### Written exercise
Edit every one of the items below by replacing "Kindly list" with "Please give" wherever it occurs, and keep everything else in them unchanged.

### Records
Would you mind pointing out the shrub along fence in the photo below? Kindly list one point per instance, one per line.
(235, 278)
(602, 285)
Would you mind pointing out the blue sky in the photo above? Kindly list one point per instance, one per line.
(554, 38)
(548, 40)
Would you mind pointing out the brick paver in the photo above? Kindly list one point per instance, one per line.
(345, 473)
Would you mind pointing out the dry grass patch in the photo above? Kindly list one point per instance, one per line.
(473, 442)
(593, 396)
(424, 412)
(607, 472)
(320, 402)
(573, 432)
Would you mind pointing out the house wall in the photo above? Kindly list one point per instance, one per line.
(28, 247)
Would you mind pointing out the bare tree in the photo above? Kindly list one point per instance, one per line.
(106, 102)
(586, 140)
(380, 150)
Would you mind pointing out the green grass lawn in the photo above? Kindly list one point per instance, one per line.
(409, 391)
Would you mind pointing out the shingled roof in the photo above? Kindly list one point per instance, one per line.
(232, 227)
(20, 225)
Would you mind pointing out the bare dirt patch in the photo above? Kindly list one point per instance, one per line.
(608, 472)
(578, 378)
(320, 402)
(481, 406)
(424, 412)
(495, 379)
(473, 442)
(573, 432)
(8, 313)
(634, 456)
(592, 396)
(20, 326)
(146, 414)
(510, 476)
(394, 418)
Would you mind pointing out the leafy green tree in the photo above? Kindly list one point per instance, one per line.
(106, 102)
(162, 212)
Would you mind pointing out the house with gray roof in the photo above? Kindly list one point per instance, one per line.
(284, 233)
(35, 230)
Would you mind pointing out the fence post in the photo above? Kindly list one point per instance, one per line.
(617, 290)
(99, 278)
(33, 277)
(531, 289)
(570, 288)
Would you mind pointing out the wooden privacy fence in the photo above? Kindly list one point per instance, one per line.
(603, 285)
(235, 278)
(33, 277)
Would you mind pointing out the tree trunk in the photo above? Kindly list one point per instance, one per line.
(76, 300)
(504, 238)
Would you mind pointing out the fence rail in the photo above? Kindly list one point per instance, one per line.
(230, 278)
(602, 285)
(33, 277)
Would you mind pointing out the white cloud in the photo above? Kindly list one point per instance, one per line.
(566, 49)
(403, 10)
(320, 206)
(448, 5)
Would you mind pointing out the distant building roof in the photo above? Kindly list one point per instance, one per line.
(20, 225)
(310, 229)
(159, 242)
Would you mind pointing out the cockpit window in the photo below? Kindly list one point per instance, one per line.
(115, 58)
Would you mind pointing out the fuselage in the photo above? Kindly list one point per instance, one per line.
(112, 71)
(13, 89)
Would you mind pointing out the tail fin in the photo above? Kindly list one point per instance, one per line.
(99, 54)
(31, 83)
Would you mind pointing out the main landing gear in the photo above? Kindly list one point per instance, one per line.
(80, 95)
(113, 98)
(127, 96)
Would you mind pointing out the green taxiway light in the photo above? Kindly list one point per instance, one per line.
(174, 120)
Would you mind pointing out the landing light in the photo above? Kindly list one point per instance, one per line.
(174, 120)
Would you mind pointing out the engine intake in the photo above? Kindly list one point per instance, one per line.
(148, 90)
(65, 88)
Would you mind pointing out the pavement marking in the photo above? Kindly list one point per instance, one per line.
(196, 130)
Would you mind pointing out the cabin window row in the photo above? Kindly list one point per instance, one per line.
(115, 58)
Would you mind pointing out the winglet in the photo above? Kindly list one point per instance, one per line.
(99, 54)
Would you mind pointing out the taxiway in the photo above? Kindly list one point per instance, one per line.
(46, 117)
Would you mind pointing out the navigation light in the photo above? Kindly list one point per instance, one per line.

### Final answer
Would you mind pointing out the shrub along fence in the photo below? Please give one point per instance, one per line.
(235, 278)
(602, 285)
Would you mind pointing out the blue sky in the photo above? Please give one point per instance, one per line.
(554, 38)
(548, 40)
Would you mind pointing out the brick paver in the photo above? Please give one point per instance, one per line.
(345, 473)
Would you mind pointing out the dry grass patch in the photo above? Please give one point per instance, one per line.
(473, 442)
(593, 396)
(424, 412)
(607, 472)
(320, 402)
(573, 432)
Would you mind pointing out the house wall in the photo above? Please give one point per instance, one per line.
(28, 247)
Would you mind pointing out the bare tree in the photo above? Please give one point per instance, one per line.
(106, 102)
(586, 140)
(380, 150)
Would you mind pointing out the green grass lawn in the photo above? Please give one point per instance, one per line.
(409, 391)
Would you mind pointing out the shingled roof in the photo above? Please give one point per instance, one per line.
(232, 227)
(20, 225)
Would you mind pointing out the bare dirt patch in the photo above? Please give one point per instance, one per line.
(608, 472)
(578, 378)
(320, 402)
(481, 406)
(424, 412)
(495, 379)
(473, 442)
(573, 432)
(8, 313)
(634, 456)
(592, 396)
(20, 326)
(146, 414)
(510, 476)
(394, 418)
Would you mind pointing out the leafy green tree in the photo above? Please give one point per instance, one per line.
(106, 102)
(162, 212)
Would you mind pointing out the house with gray roof in the photo above? Please give one point per instance, one per line.
(284, 233)
(35, 230)
Would you mind pointing out the fence post in the photo above? Please give one point per instance, one per line.
(617, 290)
(99, 278)
(33, 277)
(531, 289)
(570, 288)
Would you mind pointing out the wooden privacy fence in the photo above? Please give one point per instance, one per line.
(603, 285)
(235, 278)
(33, 277)
Would you mind pointing out the tree trunk in the photo above? Please give one point per instance, one per line.
(76, 300)
(504, 238)
Would you mind pointing out the fence rail in the photo above? Please give one point per instance, one per line.
(230, 278)
(602, 285)
(33, 277)
Would you mind pointing out the white cloud in the photo above? Please give one point per instance, one per line.
(566, 49)
(403, 10)
(320, 206)
(448, 5)
Would you mind pointing out the distant building roof in the photo above? Please give one point per instance, one per line.
(20, 225)
(310, 229)
(159, 242)
Would you mind pointing out the cockpit window in the photo below? Please give one point per instance, one per line.
(115, 58)
Would you mind pointing out the fuselage in the photo above? Please give one point per instance, one per line.
(112, 71)
(13, 89)
Would you mind pointing out the tail fin in the photo above? Please give one point per instance, one per line.
(99, 54)
(31, 83)
Would you mind pointing out the main landing gear in the photo above? Please give one point per instance, one per line.
(80, 95)
(113, 98)
(127, 96)
Would you mind pointing out the green taxiway light in the photo above? Please give one point per instance, one per line.
(174, 120)
Would you mind pointing out the landing light in the photo above? Please give one point per instance, one per line.
(174, 120)
Would you mind pointing out the engine intake in the photo above? Please give one point per instance, one per line.
(148, 90)
(65, 88)
Would you mind pointing out the pavement marking in the photo above? Please give one point per instance, one per line.
(196, 130)
Would you mind pointing out the cabin window row in the photo above? Please give one point per instance, one per line.
(115, 58)
Would you mind pointing out the winglet in the photo above? Please give one point per instance, one per line.
(99, 54)
Would you mind pointing out the taxiway in the photo above? Please give one point per instance, one per line.
(46, 117)
Would you mind pointing out the navigation light in the photo above? Please give one point per instance, one per line.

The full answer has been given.